◆ Aim of the task ◆
Print every one of the following entries again, reproducing each line word for word.

◆ Records for processing ◆
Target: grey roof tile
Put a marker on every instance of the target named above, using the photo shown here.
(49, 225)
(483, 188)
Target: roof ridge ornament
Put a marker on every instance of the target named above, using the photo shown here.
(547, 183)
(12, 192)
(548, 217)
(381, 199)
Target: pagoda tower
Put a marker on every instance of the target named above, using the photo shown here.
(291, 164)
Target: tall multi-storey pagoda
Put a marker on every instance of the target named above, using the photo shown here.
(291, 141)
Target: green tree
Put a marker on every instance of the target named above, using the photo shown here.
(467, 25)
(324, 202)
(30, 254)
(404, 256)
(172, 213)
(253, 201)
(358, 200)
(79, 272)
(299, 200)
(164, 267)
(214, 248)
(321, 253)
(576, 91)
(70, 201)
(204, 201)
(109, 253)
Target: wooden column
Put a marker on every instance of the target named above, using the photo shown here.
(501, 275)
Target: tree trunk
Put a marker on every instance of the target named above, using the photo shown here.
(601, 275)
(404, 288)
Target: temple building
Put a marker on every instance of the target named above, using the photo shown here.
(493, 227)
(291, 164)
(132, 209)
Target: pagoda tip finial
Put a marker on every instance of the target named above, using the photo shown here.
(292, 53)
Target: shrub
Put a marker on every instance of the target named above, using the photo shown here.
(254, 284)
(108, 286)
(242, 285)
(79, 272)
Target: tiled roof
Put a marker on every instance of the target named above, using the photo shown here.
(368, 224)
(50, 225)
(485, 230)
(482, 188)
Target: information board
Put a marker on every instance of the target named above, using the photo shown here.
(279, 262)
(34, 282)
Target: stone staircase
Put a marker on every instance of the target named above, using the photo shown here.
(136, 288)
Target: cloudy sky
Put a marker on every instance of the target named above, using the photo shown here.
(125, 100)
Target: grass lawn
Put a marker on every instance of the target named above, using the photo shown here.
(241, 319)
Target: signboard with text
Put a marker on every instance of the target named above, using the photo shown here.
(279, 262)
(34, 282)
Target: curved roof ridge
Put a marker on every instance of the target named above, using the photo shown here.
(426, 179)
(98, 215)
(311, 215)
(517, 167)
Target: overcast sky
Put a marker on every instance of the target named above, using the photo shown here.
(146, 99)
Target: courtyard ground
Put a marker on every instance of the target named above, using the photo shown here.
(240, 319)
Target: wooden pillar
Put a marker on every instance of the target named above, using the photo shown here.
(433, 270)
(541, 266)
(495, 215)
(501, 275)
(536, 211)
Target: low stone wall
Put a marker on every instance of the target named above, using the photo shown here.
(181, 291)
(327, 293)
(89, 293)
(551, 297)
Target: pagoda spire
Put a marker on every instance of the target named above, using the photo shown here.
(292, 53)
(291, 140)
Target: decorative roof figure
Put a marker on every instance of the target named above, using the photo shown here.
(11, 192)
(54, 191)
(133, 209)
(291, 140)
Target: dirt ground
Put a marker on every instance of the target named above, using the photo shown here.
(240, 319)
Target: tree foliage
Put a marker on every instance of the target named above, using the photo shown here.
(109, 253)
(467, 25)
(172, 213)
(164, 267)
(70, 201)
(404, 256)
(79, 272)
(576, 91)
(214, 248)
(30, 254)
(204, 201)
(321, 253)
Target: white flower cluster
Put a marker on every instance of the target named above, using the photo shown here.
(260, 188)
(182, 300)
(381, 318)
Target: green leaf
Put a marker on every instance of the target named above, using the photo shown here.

◆ Exercise solution ◆
Target: grey roof tile
Put a marker on every instance of the target named above, using the photo shown here.
(49, 225)
(483, 188)
Target: roof ridge ornament
Put a marker on every instance of the target named above, using the photo shown here.
(547, 183)
(12, 192)
(548, 217)
(381, 199)
Target: pagoda tower
Put a marker on every instance of the target named above, using the photo shown here.
(291, 164)
Target: tall multi-storey pagoda
Put a marker on every instance of the target named above, using the photo shown here.
(291, 141)
Target: green tree
Put a marker on every instance of the target named above, using the photo shown here.
(467, 25)
(324, 202)
(30, 254)
(404, 256)
(172, 213)
(253, 201)
(358, 200)
(79, 272)
(299, 200)
(164, 267)
(214, 248)
(321, 253)
(576, 91)
(70, 201)
(204, 201)
(109, 253)
Target: wooden column
Put a marker on every instance of the target named above, using the photo shown here.
(501, 275)
Target: tree trunk
Put a marker on every instance of the target named above, using the photo shown here.
(601, 275)
(404, 288)
Target: temple building
Put a marker on every instance of the target named above, using the photo shown here.
(493, 227)
(291, 164)
(132, 209)
Target: pagoda tip finial
Put a marker on every instance of the target named above, using the photo shown here.
(292, 53)
Target: shrub
Put a marker on every instance of the target named above, using the photo shown here.
(254, 284)
(108, 286)
(242, 285)
(79, 272)
Target: tiled roof
Put a marker on every instance of the target named above, using the photo shown here.
(368, 224)
(50, 225)
(485, 230)
(482, 188)
Target: information board
Put a marker on every instance of the target named above, using the photo shown here.
(279, 262)
(34, 282)
Target: stone staircase
Put a marker on every instance of the target named above, using the photo shown here.
(136, 288)
Target: cloudy sky
Put a marker on every instance of the target named above, using the photo shown here.
(125, 100)
Target: grass lawn
Put a marker on every instance of the target named above, using the photo shown here.
(241, 319)
Target: signboard with text
Put a marker on every instance of the target named above, using the photo shown here.
(279, 262)
(34, 282)
Target: curved roof ridge
Put a marker on every instance of the target named above, using the photo shown here.
(426, 179)
(98, 215)
(311, 215)
(517, 167)
Target: overcast sky
Put a marker on every instance of the target named above, using the photo shown here.
(146, 99)
Target: courtyard ground
Put a marker on every instance of the target named above, using the photo shown here.
(240, 319)
Target: wooden pillar
Put a marker on every instance of the target named above, using the photo shown here.
(433, 270)
(541, 266)
(495, 215)
(501, 275)
(536, 211)
Target: low stone wall
Put a marker on every instance of the target named above, using the photo shown here.
(181, 291)
(327, 293)
(89, 293)
(551, 297)
Target: pagoda spire
Put a marker on every instance of the target named above, using the photo shown here.
(292, 53)
(291, 140)
Target: decorative roof figure
Put a marker on every instance of the target named above, using the photo shown here.
(11, 192)
(54, 191)
(133, 209)
(291, 140)
Target: dirt ground
Put a marker on every instance of the target named above, using the photo shown here.
(240, 319)
Target: tree foliage
Put a marker on every instance of the target named above, using the photo shown here.
(109, 253)
(467, 25)
(172, 213)
(164, 267)
(70, 201)
(404, 256)
(79, 272)
(576, 91)
(214, 248)
(30, 254)
(204, 201)
(321, 253)
Target: white flower cluster
Put a marker on every instance of the target named above, using the photo shown here.
(260, 188)
(182, 300)
(381, 318)
Target: green leaf
Put a marker on every instance of the target named above, using the photo shown here.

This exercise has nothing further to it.